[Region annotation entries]
◆ ◆ ◆ ◆

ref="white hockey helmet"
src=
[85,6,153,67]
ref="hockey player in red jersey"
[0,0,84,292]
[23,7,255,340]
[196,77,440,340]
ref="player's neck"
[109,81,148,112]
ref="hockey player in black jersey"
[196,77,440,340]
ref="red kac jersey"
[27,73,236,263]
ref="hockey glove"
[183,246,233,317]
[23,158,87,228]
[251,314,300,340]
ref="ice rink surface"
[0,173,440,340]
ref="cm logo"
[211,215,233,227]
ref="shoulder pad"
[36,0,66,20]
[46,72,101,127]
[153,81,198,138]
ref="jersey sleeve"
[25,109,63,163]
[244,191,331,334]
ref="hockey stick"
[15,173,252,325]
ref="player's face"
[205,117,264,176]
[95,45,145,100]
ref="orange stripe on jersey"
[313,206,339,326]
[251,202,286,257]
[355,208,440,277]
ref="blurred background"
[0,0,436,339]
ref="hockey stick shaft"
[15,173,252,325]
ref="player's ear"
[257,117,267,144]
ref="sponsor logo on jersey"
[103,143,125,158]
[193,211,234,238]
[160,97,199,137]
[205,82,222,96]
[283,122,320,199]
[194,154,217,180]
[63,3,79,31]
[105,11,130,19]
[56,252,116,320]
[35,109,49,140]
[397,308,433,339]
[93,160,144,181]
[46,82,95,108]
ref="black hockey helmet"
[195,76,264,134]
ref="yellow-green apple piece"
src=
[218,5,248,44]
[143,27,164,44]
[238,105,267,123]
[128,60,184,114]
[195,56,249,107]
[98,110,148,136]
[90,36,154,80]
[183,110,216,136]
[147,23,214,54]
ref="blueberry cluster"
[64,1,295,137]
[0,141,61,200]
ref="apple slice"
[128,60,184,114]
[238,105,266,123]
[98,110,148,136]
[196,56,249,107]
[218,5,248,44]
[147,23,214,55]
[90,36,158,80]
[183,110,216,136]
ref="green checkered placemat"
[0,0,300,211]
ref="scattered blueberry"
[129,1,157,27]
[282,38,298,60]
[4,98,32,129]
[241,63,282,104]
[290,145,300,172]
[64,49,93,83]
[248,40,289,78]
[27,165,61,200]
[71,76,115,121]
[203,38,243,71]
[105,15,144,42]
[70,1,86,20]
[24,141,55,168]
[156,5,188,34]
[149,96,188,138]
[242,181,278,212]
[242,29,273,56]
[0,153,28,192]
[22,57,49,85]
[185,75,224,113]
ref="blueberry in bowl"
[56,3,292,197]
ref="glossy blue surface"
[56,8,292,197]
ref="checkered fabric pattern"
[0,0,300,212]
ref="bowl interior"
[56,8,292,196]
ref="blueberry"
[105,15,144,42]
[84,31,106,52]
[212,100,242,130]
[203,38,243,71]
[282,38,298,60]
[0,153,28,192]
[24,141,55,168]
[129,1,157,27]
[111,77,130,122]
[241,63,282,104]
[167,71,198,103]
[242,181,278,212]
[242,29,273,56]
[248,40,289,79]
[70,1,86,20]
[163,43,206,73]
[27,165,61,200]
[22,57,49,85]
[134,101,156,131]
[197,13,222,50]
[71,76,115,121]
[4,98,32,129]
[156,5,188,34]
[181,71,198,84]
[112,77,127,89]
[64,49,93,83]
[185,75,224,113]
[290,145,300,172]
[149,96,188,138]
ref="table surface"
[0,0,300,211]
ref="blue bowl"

◆ ◆ ◆ ◆

Please turn every one of the lines above into a JSON list of strings, with one string per line and any blank lines left out.

*Result of this exercise:*
[
  "ref=\"white hockey helmet\"",
  "src=",
  "[85,6,153,67]",
  "ref=\"hockey player in red jersey\"",
  "[0,0,84,292]",
  "[23,7,255,340]",
  "[196,77,440,340]",
  "ref=\"player's neck\"",
  "[109,81,148,112]",
  "ref=\"hockey player in black jersey\"",
  "[196,77,440,340]",
  "ref=\"red kac jersey\"",
  "[27,73,236,263]",
  "ref=\"hockey glove\"",
  "[183,246,233,317]",
  "[23,158,87,228]",
  "[251,314,300,340]",
  "ref=\"ice rink surface\"",
  "[0,173,440,340]",
  "ref=\"cm logo\"",
  "[211,215,233,227]",
  "ref=\"shoulder pad\"",
  "[36,0,66,20]",
  "[46,72,101,127]",
  "[153,81,198,138]",
  "ref=\"jersey sleeve\"",
  "[25,109,63,163]",
  "[244,191,331,334]",
  "ref=\"hockey stick\"",
  "[15,173,252,325]",
  "ref=\"player's face\"",
  "[205,117,264,176]",
  "[95,45,145,100]",
  "ref=\"orange stripe on jersey\"",
  "[313,206,339,326]",
  "[251,202,286,257]",
  "[355,208,440,277]",
  "ref=\"blurred background\"",
  "[0,0,436,339]",
  "ref=\"hockey stick shaft\"",
  "[15,173,252,325]",
  "ref=\"player's ear\"",
  "[257,117,267,144]",
  "ref=\"sponsor logo on jersey\"",
  "[103,143,125,158]",
  "[193,211,234,238]",
  "[160,97,199,137]",
  "[205,82,222,96]",
  "[283,122,320,199]",
  "[194,154,217,180]",
  "[63,3,79,31]",
  "[105,11,130,19]",
  "[56,252,116,320]",
  "[35,109,49,140]",
  "[397,308,433,339]",
  "[93,160,144,181]",
  "[46,82,95,108]",
  "ref=\"black hockey helmet\"",
  "[195,76,264,134]",
  "ref=\"yellow-green apple piece\"",
  "src=",
  "[218,5,248,44]",
  "[143,27,164,44]",
  "[238,105,267,123]",
  "[128,60,184,114]",
  "[195,56,249,107]",
  "[98,110,148,136]",
  "[90,36,154,80]",
  "[183,110,216,136]",
  "[147,23,214,54]",
  "ref=\"blueberry cluster\"",
  "[64,1,295,137]",
  "[0,141,61,200]",
  "ref=\"apple slice\"",
  "[128,60,184,114]",
  "[238,105,266,123]",
  "[98,110,148,136]",
  "[196,56,249,107]",
  "[218,5,248,44]",
  "[147,23,214,55]",
  "[90,36,158,80]",
  "[183,110,216,136]",
  "ref=\"green checkered placemat\"",
  "[0,0,300,211]",
  "ref=\"scattered blueberry\"",
  "[129,1,157,27]",
  "[282,38,298,60]",
  "[4,98,32,129]",
  "[241,63,282,104]",
  "[290,145,300,172]",
  "[64,49,93,83]",
  "[248,40,289,78]",
  "[27,165,61,200]",
  "[71,76,115,121]",
  "[203,38,243,71]",
  "[105,15,144,42]",
  "[70,1,86,20]",
  "[24,141,55,168]",
  "[156,5,188,34]",
  "[149,96,188,138]",
  "[242,181,278,212]",
  "[242,29,273,56]",
  "[0,153,28,192]",
  "[22,57,49,85]",
  "[185,75,224,113]",
  "ref=\"blueberry in bowl\"",
  "[56,3,292,197]",
  "ref=\"glossy blue surface\"",
  "[56,8,292,197]",
  "ref=\"checkered fabric pattern\"",
  "[0,0,300,212]",
  "ref=\"bowl interior\"",
  "[56,8,292,196]",
  "ref=\"blueberry\"",
  "[105,15,144,42]",
  "[84,31,106,52]",
  "[212,100,242,130]",
  "[203,38,243,71]",
  "[282,38,298,60]",
  "[0,153,28,192]",
  "[24,141,55,168]",
  "[129,1,157,27]",
  "[111,77,130,122]",
  "[241,63,282,104]",
  "[167,71,198,103]",
  "[242,181,278,212]",
  "[242,29,273,56]",
  "[248,40,289,79]",
  "[70,1,86,20]",
  "[163,43,206,73]",
  "[27,165,61,200]",
  "[22,57,49,85]",
  "[134,101,156,131]",
  "[197,13,222,50]",
  "[71,76,115,121]",
  "[4,98,32,129]",
  "[156,5,188,34]",
  "[181,71,198,84]",
  "[112,77,127,89]",
  "[64,49,93,83]",
  "[185,75,224,113]",
  "[290,145,300,172]",
  "[149,96,188,138]",
  "ref=\"table surface\"",
  "[0,0,300,211]",
  "ref=\"blue bowl\""
]